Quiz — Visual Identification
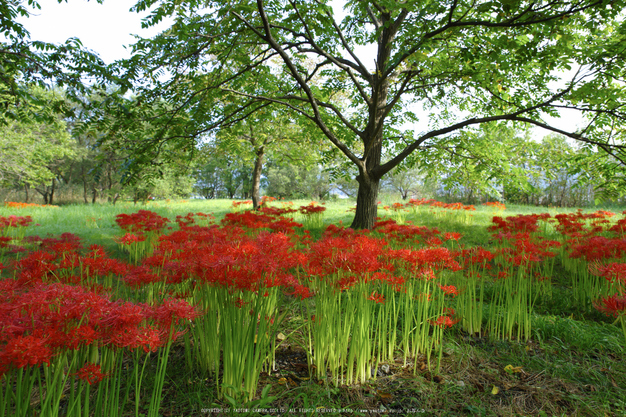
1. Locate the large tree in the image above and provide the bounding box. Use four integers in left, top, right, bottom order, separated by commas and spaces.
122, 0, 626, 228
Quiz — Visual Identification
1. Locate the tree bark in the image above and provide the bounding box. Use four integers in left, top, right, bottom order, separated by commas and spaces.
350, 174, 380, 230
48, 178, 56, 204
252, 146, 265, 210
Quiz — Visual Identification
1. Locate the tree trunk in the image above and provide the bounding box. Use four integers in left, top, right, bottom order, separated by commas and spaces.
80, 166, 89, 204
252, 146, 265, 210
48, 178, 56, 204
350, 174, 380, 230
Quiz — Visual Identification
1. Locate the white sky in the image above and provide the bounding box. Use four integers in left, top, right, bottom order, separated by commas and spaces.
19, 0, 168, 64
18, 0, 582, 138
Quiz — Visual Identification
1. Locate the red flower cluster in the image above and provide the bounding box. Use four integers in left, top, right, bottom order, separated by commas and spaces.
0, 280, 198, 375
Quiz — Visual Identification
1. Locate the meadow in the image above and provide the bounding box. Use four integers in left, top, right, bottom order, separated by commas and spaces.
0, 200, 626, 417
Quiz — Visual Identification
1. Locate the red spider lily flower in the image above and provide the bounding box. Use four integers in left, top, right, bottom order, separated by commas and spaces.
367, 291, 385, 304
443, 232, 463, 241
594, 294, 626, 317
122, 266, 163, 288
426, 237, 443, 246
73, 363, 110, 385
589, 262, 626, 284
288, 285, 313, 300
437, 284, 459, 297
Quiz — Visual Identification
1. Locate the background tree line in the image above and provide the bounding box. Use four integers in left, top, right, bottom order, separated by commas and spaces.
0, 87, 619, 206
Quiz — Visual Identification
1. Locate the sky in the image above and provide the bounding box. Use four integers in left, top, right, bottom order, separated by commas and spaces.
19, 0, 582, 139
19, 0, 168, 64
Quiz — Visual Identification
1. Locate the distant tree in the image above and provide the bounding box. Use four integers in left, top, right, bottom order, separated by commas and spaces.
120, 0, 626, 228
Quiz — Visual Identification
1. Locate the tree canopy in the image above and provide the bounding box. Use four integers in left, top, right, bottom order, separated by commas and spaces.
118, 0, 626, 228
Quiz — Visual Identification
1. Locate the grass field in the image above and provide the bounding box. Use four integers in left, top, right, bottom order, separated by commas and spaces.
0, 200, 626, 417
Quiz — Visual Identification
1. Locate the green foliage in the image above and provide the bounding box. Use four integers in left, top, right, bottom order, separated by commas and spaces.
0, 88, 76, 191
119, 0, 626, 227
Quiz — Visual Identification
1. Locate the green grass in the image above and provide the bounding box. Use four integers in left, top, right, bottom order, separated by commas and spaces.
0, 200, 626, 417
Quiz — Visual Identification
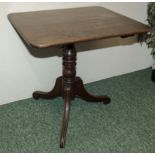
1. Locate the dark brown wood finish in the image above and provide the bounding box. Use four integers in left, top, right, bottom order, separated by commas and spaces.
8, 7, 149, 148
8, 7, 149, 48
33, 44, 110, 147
▬▬▬
Written instruction: Can you reproduce all of the records above word for word, leaving out the pictures?

Result of the exercise:
Quiz — Visual Identification
1. Locate the large tree in the image above and provide the bounding box. Use four integers in left, top, right, bottom order, separated by commas and spaces.
122, 0, 626, 228
Quiz — Visual Identification
1. Locate the tree bark in the image above and provide the bounding box. Use four integers in left, top, right, bottom order, separated by commas and spaces.
350, 174, 380, 230
48, 178, 56, 204
252, 146, 265, 210
Quiz — Visual Identification
1. Locate the tree trunk in the image above and provide the bounding box. Use four integers in left, top, right, bottom order, separated by commas and spaces.
80, 166, 89, 204
252, 146, 265, 210
48, 178, 56, 204
350, 174, 380, 230
Quiz — Visual Identification
1. Locate the white sky in the image above and provide the bounding box. Use four integers in left, top, right, bottom order, separated by commas and spaces.
19, 0, 168, 64
18, 0, 582, 138
Quiz — Visual Identification
1. Locate the red flower cluster in the image above and provide the bounding box. Use four integers in left, top, right, bottom order, separated by commas and spaces.
0, 280, 198, 375
Quiz — Visual Identification
1. Locate the meadow in the image above and provide the bounding box. Use four integers in left, top, right, bottom order, separated by commas and spaces.
0, 200, 626, 417
Quiz — Visual Identification
1. Locate the red spider lily flower in the image above and provide the bounding box. Use four integers in left, top, right, bottom order, separated by commas and spaces.
367, 291, 385, 304
443, 232, 463, 241
594, 294, 626, 317
122, 266, 163, 288
426, 237, 443, 246
73, 363, 110, 385
589, 262, 626, 284
288, 285, 313, 300
437, 284, 459, 297
Quiz — Visual Identification
1. Locate the background tree line in the image above and provide the bounding box. Use four integers in left, top, right, bottom order, separated by commas and spaces.
0, 87, 619, 206
Quiz — Visual Identification
1. Locate the sky in the image above and provide the bounding box. Use four integers in left, top, right, bottom order, separated by commas and spaces.
19, 0, 582, 139
19, 0, 168, 64
Quiz — Visual Identification
1. Locate the distant tree in the image above and provide the bounding box. Use four integers in left, top, right, bottom order, separated by commas and spaces.
120, 0, 626, 228
Quiz — Visual Identification
1. Locate the tree canopy in the image above and provide the bounding box. Use four integers in left, top, right, bottom order, separated by commas and spaces.
118, 0, 626, 228
Quiz — Visual Identification
1. Locate the grass field in the image above and provide the bounding box. Use four integers in left, top, right, bottom order, separated by commas and spaces.
0, 200, 626, 417
Quiz — Visual Identification
1. Locate the green foliage in the image above and provide the bounding box. Use four integers in left, top, right, bottom order, separated by commas and spaces.
0, 88, 76, 191
119, 0, 626, 227
Quiz — Visual Identification
1. Locate the green grass in the image above and provide the bounding box. Use four integers in left, top, right, bottom order, separated by commas and spaces.
0, 200, 626, 417
Quiz — Visual Identification
1. Locate the dark brown wood finish in the image above and provide the bounding box. Use four integers in left, top, right, bottom order, separated by commas and spaces.
8, 7, 149, 148
8, 7, 149, 48
33, 44, 110, 147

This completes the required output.